- _과제 목표_
아래 데이터셋 발췌에서 문자열 "girl"가 들어 있는 줄을 모두 찾아 줄 전체를 반환하라. 대소문자는 구분한다.

데이터셋 발췌
——————————

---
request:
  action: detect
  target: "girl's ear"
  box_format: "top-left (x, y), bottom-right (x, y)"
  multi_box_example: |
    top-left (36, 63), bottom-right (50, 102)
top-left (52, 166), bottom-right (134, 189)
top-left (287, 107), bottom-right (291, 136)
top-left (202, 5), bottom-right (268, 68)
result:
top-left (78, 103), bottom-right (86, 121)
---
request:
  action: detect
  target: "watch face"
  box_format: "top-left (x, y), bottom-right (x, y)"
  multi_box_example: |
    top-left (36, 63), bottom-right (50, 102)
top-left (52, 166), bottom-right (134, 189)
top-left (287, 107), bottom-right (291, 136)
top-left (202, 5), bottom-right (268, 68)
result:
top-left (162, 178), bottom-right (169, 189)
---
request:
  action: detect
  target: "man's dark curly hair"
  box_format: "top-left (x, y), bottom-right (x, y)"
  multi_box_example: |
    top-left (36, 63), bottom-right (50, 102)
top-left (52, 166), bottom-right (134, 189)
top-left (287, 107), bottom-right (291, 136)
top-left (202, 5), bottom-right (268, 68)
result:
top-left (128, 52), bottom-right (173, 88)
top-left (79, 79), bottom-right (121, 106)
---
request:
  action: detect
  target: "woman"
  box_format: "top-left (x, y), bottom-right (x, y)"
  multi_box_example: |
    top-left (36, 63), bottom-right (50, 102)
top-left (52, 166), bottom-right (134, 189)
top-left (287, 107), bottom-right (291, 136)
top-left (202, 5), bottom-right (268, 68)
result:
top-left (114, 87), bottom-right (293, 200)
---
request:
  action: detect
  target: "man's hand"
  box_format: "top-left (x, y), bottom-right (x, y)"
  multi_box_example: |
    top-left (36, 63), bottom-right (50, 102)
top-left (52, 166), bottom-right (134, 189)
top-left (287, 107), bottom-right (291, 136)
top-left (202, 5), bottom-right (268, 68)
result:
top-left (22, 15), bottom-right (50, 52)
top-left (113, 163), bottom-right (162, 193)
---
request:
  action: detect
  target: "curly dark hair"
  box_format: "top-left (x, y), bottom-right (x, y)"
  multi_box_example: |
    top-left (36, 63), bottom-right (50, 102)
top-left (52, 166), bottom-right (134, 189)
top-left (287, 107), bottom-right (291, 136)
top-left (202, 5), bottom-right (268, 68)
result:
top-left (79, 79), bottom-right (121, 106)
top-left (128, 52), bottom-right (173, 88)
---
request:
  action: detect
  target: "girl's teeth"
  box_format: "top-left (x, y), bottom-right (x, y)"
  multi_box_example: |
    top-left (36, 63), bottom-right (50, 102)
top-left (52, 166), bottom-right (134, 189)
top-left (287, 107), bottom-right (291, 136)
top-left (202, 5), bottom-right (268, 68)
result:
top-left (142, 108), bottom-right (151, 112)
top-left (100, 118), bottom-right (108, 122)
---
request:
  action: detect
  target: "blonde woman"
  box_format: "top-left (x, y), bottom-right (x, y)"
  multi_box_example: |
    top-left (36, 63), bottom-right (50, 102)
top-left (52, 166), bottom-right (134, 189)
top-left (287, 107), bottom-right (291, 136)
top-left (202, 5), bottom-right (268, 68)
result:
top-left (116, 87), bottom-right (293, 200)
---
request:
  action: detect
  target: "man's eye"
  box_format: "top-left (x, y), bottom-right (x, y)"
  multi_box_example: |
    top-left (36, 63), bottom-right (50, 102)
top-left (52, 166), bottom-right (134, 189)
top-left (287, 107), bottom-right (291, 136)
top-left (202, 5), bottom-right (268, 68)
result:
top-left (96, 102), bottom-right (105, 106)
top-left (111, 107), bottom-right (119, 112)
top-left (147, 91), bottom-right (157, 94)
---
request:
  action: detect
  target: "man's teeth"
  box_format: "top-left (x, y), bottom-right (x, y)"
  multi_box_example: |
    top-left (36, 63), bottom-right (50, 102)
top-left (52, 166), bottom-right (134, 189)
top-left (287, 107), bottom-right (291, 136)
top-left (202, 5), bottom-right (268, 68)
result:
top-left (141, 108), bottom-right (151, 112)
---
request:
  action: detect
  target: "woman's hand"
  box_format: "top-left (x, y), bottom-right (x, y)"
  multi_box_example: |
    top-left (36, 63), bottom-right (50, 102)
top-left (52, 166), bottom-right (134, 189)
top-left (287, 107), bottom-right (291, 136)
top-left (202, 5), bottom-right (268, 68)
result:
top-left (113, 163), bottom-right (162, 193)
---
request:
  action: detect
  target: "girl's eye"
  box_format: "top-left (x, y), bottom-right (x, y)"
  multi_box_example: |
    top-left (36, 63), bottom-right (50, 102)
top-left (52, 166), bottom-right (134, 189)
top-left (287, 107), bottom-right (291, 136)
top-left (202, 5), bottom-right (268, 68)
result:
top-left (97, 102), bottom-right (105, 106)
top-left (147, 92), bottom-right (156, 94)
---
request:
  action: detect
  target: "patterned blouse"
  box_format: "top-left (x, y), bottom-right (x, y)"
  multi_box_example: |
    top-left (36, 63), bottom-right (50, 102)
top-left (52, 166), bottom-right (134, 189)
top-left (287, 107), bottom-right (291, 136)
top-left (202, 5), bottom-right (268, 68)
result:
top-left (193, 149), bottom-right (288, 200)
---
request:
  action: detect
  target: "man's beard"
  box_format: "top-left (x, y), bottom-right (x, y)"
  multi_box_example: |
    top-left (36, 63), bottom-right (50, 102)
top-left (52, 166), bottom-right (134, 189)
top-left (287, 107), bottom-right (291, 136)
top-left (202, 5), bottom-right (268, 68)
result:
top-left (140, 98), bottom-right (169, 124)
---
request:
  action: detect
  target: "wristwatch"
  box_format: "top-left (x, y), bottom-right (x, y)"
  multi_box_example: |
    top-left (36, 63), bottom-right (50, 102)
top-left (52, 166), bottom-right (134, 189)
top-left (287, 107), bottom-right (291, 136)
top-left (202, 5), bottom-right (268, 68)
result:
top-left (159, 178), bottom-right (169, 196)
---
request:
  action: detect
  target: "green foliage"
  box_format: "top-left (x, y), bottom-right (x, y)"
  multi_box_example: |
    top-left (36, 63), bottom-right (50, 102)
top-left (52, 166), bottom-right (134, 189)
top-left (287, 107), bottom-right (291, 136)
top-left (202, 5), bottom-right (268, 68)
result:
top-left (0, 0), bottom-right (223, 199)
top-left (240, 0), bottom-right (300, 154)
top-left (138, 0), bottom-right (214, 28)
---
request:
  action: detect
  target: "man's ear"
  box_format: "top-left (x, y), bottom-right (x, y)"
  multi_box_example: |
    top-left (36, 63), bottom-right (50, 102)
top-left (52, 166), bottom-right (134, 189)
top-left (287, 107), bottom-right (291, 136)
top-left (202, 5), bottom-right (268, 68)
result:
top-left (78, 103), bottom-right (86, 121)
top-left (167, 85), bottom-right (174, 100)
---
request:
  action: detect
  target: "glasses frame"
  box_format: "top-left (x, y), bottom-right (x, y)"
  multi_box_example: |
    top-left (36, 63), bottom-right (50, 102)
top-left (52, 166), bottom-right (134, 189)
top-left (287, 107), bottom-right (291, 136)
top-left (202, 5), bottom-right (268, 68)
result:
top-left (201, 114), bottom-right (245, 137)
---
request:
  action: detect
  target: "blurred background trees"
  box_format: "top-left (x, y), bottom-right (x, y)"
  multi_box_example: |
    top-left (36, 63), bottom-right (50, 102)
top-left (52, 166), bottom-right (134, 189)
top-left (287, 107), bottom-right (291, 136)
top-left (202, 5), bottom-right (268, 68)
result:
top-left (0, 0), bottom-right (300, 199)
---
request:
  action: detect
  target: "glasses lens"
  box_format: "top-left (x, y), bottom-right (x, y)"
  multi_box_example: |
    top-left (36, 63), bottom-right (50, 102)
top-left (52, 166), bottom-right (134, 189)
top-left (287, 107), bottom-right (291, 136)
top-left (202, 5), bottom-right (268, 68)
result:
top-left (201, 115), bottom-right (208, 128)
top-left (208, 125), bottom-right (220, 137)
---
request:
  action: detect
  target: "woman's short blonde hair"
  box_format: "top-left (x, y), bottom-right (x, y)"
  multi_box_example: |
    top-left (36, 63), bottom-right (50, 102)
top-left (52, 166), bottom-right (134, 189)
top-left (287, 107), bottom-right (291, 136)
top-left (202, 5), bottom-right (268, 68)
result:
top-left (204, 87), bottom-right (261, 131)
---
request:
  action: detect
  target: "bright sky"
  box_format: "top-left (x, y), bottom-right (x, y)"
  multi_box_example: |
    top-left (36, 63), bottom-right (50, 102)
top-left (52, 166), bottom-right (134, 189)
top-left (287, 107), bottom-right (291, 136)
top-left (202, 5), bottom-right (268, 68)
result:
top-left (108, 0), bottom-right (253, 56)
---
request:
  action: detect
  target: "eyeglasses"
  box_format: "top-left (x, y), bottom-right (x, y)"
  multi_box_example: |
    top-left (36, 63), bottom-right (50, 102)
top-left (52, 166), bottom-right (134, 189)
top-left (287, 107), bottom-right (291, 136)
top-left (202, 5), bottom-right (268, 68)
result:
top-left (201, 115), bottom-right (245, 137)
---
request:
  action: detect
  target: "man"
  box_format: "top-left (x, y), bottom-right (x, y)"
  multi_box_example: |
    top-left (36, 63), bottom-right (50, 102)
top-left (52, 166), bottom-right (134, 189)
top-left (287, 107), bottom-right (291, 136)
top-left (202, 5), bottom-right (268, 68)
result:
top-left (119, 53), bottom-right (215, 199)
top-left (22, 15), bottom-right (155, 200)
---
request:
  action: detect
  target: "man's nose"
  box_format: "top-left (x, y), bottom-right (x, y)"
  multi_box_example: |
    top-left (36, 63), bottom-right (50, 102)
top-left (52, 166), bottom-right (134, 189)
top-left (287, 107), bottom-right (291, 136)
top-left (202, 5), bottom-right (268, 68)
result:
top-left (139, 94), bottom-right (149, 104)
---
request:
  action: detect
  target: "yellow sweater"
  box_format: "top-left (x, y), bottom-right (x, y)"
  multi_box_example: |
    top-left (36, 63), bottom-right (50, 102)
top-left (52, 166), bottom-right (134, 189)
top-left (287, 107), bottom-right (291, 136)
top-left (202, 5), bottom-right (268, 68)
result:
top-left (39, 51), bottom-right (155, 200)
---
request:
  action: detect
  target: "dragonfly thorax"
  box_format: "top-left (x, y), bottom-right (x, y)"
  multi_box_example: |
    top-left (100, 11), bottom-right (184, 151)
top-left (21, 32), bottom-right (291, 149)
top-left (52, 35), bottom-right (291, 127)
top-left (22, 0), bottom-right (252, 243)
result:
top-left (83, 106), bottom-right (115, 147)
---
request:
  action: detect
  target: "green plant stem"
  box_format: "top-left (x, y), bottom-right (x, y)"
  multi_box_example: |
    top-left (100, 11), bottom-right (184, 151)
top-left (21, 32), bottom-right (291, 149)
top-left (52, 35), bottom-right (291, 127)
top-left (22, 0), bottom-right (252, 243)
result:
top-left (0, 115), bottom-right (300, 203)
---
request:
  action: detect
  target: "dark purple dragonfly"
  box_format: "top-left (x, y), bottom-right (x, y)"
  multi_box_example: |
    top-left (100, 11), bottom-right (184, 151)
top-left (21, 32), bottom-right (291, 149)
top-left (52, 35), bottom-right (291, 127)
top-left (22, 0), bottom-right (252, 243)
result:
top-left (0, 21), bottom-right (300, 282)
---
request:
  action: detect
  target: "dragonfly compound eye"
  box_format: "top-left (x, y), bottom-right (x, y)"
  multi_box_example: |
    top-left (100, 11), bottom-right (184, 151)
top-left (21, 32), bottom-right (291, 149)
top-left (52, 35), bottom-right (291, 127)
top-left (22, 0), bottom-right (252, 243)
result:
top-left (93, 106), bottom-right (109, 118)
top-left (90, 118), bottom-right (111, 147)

——————————

- _정답_
  target: "girl's ear"
  target: "girl's teeth"
  target: "girl's eye"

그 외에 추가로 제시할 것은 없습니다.